--- Task directions ---
Please return, word for word, the part of the text below about the End of the Age that runs from "And deeply embedded" up to and including "god like that!".

--- Source document ---
-- START --

And deeply embedded within it is a notion called “supersessionism,” which is the idea that Christianity has replaced - superseded - the Jews as God’s chosen people. That position was embraced by quite a few people, as recently as early in the last century or so, including some Anglican theologians, but has since been generally recognized as anathema to Christianity - Catholic and Protestant and Anglican - and an offense to anyone who takes the Hebrew Bible seriously. But the main thing to note is that in the popular imagination, the End of The World will be accompanied by horrors unimaginable; widespread death and destruction and devastation. That is what we Christians are looking forward to with eager anticipation? So, the God we worship is a destroyer and a rapacious killer? No wonder people think we’re crazy!
No wonder it has become commonplace to reject a god like that!
The New Testament portion for today is a little piece from the First Letter of Paul to the church at Thessalonica. In it, Paul is speaking of just this very thing: the End of the Age and Christ’s return.
Scholars are pretty much in agreement that this is the earliest-written of all the works in the New Testament, and that it was written around the year 52 or so: that is, only about twenty years after Jesus’s death, resurrection, and ascension.
At the time it seems to have been a standard expectation that Jesus would return, just as he had left in the Ascension, pretty much Any Minute Now.
One of the reasons Paul was tearing around the Eastern Mediterranean as fast as he could was that he, like pretty much all other Christians, thought that time was short, and was too precious to be wasted: Jesus would be back at any moment, in the twinkling of an eye.
That is one of the big reasons that the very early church was pretty much unconcerned about what we today would call “social justice” theology or issues: slavery, second-class citizenship in the polis for women and ethnic minorities, economic hardship and lack of access to wealth for the vast majority of the population, and so on.

-- END --

--- Recorded data ---

-- START --

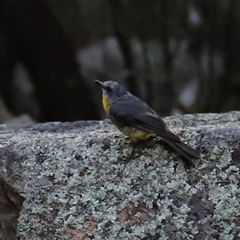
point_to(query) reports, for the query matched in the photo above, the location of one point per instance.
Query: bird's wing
(132, 112)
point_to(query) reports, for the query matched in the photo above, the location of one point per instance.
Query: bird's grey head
(112, 89)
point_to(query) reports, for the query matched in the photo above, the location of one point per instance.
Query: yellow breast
(128, 131)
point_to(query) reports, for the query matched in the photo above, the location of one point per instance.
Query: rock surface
(77, 185)
(10, 206)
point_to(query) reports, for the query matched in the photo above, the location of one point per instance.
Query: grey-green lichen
(77, 184)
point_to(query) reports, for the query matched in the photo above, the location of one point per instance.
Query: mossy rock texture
(77, 183)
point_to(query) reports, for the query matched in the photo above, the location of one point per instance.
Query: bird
(137, 120)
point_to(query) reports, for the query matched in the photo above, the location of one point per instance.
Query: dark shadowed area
(179, 56)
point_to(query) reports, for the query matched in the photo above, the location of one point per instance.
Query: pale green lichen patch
(77, 181)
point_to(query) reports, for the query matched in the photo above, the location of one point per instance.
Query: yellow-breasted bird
(137, 120)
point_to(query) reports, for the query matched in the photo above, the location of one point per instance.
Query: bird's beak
(99, 83)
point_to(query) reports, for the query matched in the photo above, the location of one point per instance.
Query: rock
(77, 184)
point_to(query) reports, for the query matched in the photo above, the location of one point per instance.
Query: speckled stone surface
(77, 186)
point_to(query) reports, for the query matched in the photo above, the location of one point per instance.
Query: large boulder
(78, 185)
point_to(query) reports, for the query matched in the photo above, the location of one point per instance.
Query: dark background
(179, 56)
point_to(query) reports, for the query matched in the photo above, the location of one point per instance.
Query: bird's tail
(184, 150)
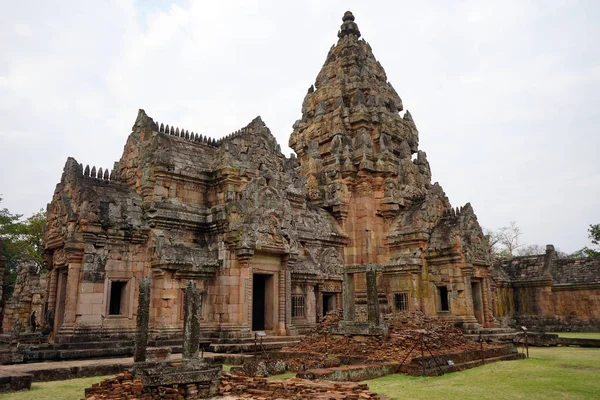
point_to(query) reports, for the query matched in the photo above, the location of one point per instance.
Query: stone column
(72, 294)
(348, 297)
(191, 321)
(282, 302)
(143, 317)
(372, 298)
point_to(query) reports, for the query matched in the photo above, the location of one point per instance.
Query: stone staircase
(123, 347)
(503, 335)
(269, 343)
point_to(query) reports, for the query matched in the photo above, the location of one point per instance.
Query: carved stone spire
(348, 27)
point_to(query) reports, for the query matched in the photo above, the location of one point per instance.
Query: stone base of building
(555, 323)
(360, 329)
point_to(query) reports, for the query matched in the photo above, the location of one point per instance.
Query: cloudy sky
(506, 94)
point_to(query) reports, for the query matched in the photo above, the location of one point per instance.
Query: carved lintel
(340, 211)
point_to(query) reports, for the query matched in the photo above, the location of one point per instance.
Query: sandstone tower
(267, 238)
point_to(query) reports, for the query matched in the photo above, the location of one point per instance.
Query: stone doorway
(328, 302)
(262, 302)
(477, 301)
(61, 295)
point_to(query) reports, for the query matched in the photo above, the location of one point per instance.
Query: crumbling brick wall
(29, 295)
(548, 293)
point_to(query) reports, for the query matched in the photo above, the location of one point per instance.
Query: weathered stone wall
(548, 293)
(179, 206)
(30, 294)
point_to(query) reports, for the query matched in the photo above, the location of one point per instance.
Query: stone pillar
(191, 321)
(72, 294)
(2, 266)
(349, 297)
(282, 302)
(143, 317)
(372, 298)
(291, 329)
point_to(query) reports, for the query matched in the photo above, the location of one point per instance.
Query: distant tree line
(22, 240)
(506, 242)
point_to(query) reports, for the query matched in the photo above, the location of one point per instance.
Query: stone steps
(494, 337)
(250, 347)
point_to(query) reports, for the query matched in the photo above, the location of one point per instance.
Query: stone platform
(61, 370)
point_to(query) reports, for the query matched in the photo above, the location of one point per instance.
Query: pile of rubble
(294, 388)
(126, 386)
(408, 331)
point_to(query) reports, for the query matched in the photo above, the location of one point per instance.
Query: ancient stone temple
(545, 292)
(267, 238)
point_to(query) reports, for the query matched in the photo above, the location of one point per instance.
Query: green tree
(22, 242)
(594, 236)
(504, 241)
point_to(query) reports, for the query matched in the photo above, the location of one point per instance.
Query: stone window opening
(401, 301)
(443, 298)
(117, 303)
(298, 306)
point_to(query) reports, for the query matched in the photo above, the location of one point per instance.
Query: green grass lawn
(578, 335)
(550, 373)
(562, 373)
(59, 390)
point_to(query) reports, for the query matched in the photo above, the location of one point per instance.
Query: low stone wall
(558, 323)
(460, 361)
(263, 388)
(29, 295)
(14, 382)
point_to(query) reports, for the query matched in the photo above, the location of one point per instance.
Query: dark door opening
(61, 295)
(328, 302)
(477, 301)
(444, 305)
(258, 301)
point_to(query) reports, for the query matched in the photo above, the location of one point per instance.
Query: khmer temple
(270, 240)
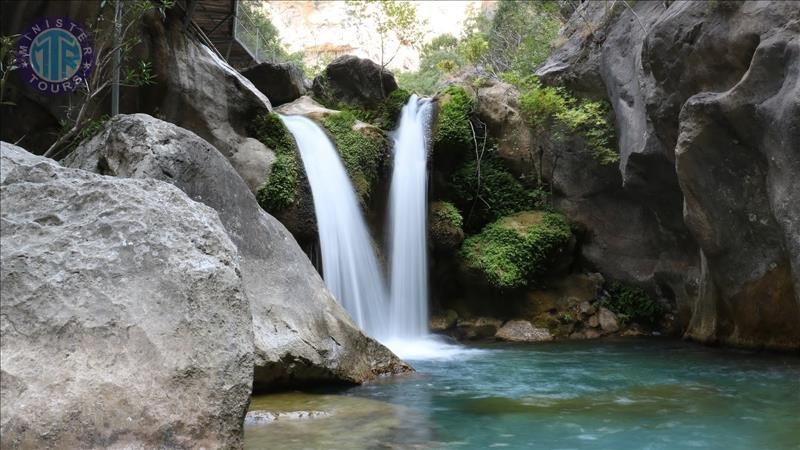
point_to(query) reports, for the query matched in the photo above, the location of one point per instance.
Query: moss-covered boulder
(445, 226)
(350, 80)
(453, 139)
(490, 192)
(280, 186)
(516, 250)
(363, 148)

-- END --

--- Task answer ---
And deeply embedded within it is a notion called “supersessionism,” which is the idea that Christianity has replaced - superseded - the Jews as God’s chosen people. That position was embraced by quite a few people, as recently as early in the last century or so, including some Anglican theologians, but has since been generally recognized as anathema to Christianity - Catholic and Protestant and Anglican - and an offense to anyone who takes the Hebrew Bible seriously. But the main thing to note is that in the popular imagination, the End of The World will be accompanied by horrors unimaginable; widespread death and destruction and devastation. That is what we Christians are looking forward to with eager anticipation? So, the God we worship is a destroyer and a rapacious killer? No wonder people think we’re crazy!
No wonder it has become commonplace to reject a god like that!